> Task objective
Copy every one of the records below word for word, with no changes.

[Stored records]
▬▬▬▬▬▬
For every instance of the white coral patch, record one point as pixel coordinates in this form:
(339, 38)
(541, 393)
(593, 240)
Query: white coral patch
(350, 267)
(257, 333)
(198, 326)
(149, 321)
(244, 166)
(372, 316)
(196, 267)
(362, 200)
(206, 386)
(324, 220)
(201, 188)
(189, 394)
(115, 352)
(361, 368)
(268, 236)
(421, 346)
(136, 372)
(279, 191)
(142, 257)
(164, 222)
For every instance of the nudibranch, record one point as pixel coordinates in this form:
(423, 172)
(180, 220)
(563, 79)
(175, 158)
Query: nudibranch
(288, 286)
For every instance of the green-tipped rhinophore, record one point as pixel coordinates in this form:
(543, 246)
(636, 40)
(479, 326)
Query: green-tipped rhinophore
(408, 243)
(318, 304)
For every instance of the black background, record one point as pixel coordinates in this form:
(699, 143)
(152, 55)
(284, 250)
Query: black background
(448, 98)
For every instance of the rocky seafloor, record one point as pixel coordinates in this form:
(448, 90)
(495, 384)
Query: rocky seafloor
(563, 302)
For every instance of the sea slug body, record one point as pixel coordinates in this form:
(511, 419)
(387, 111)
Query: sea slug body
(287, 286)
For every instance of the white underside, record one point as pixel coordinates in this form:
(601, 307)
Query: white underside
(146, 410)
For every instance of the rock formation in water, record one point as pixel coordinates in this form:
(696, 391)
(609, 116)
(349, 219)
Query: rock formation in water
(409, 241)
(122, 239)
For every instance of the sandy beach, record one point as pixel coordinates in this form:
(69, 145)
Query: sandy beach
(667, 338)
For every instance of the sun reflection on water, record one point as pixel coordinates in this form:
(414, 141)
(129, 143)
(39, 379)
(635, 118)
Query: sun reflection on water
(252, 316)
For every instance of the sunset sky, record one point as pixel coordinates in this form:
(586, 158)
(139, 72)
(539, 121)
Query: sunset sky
▬▬▬▬▬▬
> Final result
For every instance of the white coral patch, record one point as pixel coordinates in this form:
(339, 38)
(541, 393)
(593, 240)
Query: white coral patch
(350, 267)
(257, 333)
(198, 326)
(149, 321)
(244, 166)
(372, 316)
(196, 267)
(362, 200)
(206, 386)
(324, 220)
(201, 188)
(189, 394)
(115, 352)
(361, 368)
(268, 236)
(421, 346)
(136, 372)
(279, 191)
(142, 257)
(164, 222)
For every instance of the nudibranch, record one point as pixel coordinates in this form:
(423, 172)
(180, 220)
(563, 79)
(175, 158)
Query: nudibranch
(288, 286)
For every instance of the green-tipped rhinophore, record one point as pixel coordinates in this form:
(543, 246)
(636, 40)
(479, 326)
Query: green-tipped rhinophore
(408, 243)
(318, 304)
For every instance of the black background, record one point as pixel coordinates in this form:
(699, 143)
(152, 55)
(284, 250)
Query: black background
(448, 98)
For every instance of the rocky seafloor, record one point as pixel coordinates in this form:
(448, 90)
(495, 384)
Query: rocky seafloor
(563, 302)
For every instance of the sea slug body, record one point as pixel coordinates in this form:
(511, 419)
(387, 111)
Query: sea slug body
(287, 286)
For every instance of the white underside, record one point as pixel coordinates in this form:
(601, 307)
Query: white underside
(146, 410)
For every instance of the rock formation in water, record one point as pixel coordinates in this form:
(696, 391)
(609, 116)
(349, 219)
Query: rock formation in water
(409, 241)
(122, 239)
For every instance of the sandy beach, record one point as pixel coordinates in this form:
(69, 145)
Query: sandy beach
(667, 338)
For every instance of the sun reflection on water, record one point as pixel coordinates in this form:
(414, 141)
(129, 143)
(39, 379)
(635, 118)
Query: sun reflection on water
(252, 316)
For every instance of the sunset sky, record one point as pixel coordinates in this form:
(586, 158)
(139, 72)
(539, 121)
Query: sunset sky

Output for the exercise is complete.